* _EXERCISE DIRECTIONS_
Set down exactly the lines below, from the one containing "of the chrome" through the final line, and include no others.

* _DATASET EXTRACT_

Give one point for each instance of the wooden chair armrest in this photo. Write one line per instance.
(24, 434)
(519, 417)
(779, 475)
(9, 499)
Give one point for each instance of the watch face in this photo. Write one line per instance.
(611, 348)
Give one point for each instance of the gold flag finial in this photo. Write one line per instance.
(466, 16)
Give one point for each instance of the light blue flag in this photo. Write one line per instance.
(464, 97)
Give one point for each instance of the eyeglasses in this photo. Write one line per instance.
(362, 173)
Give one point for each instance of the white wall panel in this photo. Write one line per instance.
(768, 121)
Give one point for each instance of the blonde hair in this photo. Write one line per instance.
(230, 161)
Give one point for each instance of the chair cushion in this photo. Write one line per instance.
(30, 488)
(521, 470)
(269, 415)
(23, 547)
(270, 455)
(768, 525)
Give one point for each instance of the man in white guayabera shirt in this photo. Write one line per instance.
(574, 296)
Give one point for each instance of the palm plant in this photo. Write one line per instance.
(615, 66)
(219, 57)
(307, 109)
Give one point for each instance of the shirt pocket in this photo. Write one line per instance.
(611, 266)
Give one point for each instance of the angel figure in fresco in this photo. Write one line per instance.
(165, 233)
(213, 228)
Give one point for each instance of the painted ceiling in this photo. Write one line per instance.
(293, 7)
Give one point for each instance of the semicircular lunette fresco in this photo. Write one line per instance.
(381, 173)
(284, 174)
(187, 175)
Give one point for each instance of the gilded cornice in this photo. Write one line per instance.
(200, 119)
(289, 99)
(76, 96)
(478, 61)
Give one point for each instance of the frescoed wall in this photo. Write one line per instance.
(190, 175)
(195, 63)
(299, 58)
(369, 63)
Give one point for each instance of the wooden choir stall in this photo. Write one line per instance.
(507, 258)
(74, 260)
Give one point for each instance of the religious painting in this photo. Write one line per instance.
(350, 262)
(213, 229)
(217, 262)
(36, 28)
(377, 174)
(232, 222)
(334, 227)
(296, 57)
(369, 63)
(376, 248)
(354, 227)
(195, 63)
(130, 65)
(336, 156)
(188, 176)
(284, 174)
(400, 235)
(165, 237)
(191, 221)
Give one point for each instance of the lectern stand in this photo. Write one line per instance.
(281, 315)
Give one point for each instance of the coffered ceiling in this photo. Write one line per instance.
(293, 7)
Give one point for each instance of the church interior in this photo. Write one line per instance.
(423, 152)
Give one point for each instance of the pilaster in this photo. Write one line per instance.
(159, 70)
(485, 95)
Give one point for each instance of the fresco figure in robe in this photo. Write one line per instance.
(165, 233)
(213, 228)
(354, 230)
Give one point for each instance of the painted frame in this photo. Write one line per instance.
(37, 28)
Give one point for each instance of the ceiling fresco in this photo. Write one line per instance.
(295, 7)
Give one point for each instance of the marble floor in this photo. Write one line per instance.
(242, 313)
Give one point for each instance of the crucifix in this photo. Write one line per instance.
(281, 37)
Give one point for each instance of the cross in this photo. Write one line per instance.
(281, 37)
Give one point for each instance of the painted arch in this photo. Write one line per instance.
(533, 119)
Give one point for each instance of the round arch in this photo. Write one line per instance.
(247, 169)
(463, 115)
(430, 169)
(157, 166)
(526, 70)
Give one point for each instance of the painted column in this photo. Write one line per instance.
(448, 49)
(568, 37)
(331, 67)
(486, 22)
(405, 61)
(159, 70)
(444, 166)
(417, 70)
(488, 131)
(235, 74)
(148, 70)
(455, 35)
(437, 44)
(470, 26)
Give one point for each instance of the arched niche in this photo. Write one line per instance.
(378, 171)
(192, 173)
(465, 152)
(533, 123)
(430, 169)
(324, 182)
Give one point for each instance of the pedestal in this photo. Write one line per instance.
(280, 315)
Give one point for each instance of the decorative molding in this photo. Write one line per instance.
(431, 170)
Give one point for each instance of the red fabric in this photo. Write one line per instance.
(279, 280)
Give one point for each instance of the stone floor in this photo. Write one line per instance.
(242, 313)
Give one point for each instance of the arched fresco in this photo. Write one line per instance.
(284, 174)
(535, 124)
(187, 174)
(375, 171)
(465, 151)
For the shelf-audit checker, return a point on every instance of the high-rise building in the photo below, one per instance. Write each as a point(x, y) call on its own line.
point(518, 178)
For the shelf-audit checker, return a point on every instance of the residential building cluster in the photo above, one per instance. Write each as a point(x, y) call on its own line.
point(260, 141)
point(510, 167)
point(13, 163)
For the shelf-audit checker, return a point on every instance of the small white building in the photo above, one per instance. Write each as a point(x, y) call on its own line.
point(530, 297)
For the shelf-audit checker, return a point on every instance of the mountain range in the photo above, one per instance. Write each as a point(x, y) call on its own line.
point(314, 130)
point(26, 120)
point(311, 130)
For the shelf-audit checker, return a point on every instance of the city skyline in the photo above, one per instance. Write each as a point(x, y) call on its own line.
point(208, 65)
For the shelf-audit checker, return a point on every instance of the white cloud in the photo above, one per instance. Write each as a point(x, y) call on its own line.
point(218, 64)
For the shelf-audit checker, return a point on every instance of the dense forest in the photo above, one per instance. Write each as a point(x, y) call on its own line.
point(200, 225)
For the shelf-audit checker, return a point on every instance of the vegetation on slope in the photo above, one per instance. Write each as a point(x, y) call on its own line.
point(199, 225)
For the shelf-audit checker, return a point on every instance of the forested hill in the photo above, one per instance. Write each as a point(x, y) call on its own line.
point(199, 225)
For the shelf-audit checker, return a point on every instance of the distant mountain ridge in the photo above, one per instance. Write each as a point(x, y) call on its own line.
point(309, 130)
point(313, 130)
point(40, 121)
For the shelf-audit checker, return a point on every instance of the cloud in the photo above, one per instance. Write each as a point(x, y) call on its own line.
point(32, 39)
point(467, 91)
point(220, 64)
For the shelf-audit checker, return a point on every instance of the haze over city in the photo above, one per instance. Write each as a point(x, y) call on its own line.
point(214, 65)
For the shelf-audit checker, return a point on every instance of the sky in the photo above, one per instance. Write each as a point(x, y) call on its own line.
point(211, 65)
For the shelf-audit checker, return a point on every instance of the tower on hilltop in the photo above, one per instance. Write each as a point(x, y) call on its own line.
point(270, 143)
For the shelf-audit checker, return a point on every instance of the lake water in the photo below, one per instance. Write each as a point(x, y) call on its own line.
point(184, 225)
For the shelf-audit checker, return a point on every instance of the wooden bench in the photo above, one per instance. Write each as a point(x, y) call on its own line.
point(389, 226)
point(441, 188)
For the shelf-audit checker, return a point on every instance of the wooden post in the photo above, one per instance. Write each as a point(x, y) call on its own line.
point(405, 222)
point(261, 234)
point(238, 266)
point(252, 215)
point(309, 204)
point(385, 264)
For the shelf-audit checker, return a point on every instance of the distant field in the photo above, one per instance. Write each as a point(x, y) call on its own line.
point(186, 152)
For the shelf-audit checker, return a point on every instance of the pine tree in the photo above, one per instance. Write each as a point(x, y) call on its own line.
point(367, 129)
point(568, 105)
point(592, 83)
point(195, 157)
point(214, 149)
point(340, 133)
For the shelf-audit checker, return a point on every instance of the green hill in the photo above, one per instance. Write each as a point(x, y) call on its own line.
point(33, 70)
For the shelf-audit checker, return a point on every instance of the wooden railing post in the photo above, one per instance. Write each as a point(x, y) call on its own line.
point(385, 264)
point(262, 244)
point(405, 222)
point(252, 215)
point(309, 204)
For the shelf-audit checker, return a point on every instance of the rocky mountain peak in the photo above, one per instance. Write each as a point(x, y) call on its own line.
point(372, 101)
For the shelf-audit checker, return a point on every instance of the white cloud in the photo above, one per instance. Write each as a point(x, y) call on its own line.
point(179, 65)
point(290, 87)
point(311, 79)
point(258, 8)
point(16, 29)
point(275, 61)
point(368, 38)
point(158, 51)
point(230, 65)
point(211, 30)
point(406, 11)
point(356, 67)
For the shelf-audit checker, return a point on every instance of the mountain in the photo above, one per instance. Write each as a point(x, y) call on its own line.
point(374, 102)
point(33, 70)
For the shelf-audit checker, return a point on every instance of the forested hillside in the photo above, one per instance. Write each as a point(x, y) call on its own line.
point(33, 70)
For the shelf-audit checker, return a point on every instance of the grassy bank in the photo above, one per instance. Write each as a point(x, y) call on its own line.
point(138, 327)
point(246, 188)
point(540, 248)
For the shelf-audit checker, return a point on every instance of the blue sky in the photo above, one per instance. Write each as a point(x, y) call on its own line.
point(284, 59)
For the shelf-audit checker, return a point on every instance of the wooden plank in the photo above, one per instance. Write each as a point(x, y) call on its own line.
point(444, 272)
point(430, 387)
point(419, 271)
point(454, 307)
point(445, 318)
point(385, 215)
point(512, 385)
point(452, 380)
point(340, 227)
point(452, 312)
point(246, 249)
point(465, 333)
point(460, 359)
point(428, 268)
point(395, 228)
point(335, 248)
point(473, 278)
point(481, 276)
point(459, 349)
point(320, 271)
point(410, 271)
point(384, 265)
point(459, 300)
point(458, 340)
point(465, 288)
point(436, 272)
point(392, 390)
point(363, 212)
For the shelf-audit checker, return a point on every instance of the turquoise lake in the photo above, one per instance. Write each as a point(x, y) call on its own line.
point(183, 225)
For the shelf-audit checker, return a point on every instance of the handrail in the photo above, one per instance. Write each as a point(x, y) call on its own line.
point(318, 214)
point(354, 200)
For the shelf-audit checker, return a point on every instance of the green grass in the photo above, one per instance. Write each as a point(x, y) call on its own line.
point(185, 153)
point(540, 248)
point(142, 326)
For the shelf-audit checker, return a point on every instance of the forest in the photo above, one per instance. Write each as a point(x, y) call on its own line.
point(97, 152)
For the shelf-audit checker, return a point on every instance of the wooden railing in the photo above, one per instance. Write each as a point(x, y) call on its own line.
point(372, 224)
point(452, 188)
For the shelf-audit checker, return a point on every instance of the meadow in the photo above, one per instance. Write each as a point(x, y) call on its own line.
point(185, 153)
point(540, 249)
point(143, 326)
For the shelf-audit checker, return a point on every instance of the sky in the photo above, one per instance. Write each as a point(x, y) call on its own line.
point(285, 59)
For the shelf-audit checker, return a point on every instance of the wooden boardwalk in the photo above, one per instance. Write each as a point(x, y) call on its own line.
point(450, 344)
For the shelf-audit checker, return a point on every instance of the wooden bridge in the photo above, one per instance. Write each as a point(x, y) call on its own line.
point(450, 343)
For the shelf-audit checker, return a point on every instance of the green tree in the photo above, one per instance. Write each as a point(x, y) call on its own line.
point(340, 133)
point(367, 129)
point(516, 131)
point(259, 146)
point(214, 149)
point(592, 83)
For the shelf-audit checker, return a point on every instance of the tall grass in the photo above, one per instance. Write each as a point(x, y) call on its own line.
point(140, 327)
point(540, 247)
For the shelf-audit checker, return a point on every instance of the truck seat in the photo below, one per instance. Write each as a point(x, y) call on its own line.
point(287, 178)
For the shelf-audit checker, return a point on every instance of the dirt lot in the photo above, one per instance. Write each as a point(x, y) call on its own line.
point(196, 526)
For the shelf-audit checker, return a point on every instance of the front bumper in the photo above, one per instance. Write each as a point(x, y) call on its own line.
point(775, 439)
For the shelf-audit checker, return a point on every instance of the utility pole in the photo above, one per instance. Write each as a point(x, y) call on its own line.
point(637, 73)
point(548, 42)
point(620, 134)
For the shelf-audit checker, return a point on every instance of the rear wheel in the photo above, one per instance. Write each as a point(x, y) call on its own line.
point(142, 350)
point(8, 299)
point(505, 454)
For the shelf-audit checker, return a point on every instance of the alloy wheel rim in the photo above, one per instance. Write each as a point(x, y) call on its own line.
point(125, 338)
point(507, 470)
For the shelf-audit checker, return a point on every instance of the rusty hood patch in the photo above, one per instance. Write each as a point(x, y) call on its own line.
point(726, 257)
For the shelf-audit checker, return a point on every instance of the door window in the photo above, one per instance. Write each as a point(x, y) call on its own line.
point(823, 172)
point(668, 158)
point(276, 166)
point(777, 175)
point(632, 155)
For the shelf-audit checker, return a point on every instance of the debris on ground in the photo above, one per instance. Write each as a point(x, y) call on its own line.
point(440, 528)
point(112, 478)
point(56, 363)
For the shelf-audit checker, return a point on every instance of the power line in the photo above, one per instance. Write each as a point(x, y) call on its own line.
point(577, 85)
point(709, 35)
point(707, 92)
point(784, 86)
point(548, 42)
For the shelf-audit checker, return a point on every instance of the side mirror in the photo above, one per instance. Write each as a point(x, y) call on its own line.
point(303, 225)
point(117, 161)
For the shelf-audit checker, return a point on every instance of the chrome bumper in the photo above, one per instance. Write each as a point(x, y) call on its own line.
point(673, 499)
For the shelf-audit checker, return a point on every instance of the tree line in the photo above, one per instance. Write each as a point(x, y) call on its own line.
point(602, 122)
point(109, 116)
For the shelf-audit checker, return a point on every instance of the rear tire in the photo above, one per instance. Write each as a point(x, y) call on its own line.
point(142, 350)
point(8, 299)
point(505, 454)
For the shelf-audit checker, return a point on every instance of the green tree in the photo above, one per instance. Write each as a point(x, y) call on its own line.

* _ANSWER BOX_
For the shelf-audit checker, return a point on every instance of the chrome bumper in the photo above, one per instance. Write each as a point(x, y) call on its own line.
point(673, 499)
For the shelf-audit checker, return a point on every instance of the tree line in the photo above, one per instance. Write each as a point(x, y) call on its own line.
point(602, 122)
point(109, 116)
For the shelf-audit checker, return a point on every instance of the rear tire in the photo above, one per instance. Write each as a point(x, y) call on its own line.
point(142, 350)
point(8, 299)
point(505, 454)
For the shelf-audit checker, return a point on every instance of the green tree in the photo above, one per instance. Write each as a point(x, y) call on its own line.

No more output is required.